** Stated goal A **
Reproduce the audit logging ADR word for word from "Operational logs (stdout" to "if delivery fails.", inclusive.
** Stated goal B **
According to the stated requirement in the audit logging ADR, what data must be emitted on every tool call? List each item.

** Provided passage **
....
ADR-0002: Structured Audit Logging via Kinesis Firehose#

Status: Accepted Date: 2026-04-27

Context#

Internal compliance requires a structured audit trail for every MCP tool call — recording who invoked which tool, with what parameters, and what the outcome was. The existing infrastructure provides no such trail:

Operational logs (stdout → CloudWatch via ECS awslogs driver) are not suitable for audit. The LOG_LEVEL env var is typically WARNING in production, so any audit event emitted through the Python logging hierarchy at INFO would be silently dropped. Audit delivery must be guaranteed regardless of operational log level.
Azure AD sign-in logs and M365 Unified Audit Log capture authentication events but not MCP-level tool invocations, parameters, or outcomes.
ALB access logs record HTTP requests but all MCP traffic is POST /mcp — individual tool calls are indistinguishable at the load balancer layer.

The requirement is: user identity (OID + UPN), tool name, key parameters, outcome (success / redacted / error), duration, and timestamp — emitted on every tool call, always, with a minimum 1-year retention, and with zero risk of blocking a tool call if delivery fails.
....
** Record excerpts **
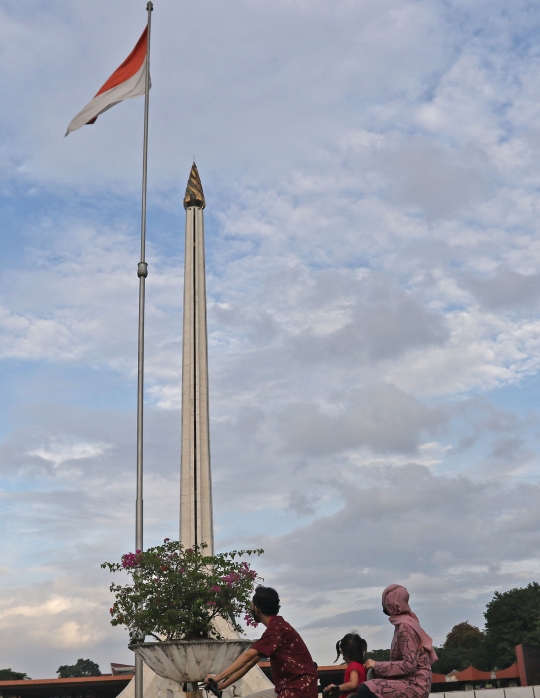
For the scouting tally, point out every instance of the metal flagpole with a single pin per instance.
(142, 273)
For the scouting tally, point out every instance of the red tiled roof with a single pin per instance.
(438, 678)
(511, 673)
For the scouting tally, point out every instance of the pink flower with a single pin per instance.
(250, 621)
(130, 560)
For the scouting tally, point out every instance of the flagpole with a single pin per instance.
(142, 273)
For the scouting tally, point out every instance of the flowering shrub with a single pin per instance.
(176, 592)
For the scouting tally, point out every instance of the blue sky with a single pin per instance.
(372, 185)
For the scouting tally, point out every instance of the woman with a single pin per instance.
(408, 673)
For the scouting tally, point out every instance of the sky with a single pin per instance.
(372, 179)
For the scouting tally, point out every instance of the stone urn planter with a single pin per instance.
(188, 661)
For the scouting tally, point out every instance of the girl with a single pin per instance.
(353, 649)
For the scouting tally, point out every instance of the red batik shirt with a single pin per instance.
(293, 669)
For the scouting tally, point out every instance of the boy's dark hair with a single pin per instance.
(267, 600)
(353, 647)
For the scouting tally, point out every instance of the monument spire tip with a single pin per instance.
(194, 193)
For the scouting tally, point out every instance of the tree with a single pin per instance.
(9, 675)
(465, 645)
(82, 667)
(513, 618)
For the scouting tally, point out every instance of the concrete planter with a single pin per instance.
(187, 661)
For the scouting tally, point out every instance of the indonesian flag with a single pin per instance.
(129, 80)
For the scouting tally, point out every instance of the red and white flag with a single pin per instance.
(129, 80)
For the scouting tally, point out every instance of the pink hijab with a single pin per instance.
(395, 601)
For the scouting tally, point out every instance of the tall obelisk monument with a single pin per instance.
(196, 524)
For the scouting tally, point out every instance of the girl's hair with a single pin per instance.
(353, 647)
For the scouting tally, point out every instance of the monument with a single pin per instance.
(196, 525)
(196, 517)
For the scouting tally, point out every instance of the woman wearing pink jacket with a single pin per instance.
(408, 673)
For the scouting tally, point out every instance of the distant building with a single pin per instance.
....
** Full output A **
Operational logs (stdout → CloudWatch via ECS awslogs driver) are not suitable for audit. The LOG_LEVEL env var is typically WARNING in production, so any audit event emitted through the Python logging hierarchy at INFO would be silently dropped. Audit delivery must be guaranteed regardless of operational log level.
Azure AD sign-in logs and M365 Unified Audit Log capture authentication events but not MCP-level tool invocations, parameters, or outcomes.
ALB access logs record HTTP requests but all MCP traffic is POST /mcp — individual tool calls are indistinguishable at the load balancer layer.

The requirement is: user identity (OID + UPN), tool name, key parameters, outcome (success / redacted / error), duration, and timestamp — emitted on every tool call, always, with a minimum 1-year retention, and with zero risk of blocking a tool call if delivery fails.

** Full output B **
- User identity (OID + UPN)
- Tool name
- Key parameters
- Outcome (success / redacted / error)
- Duration
- Timestamp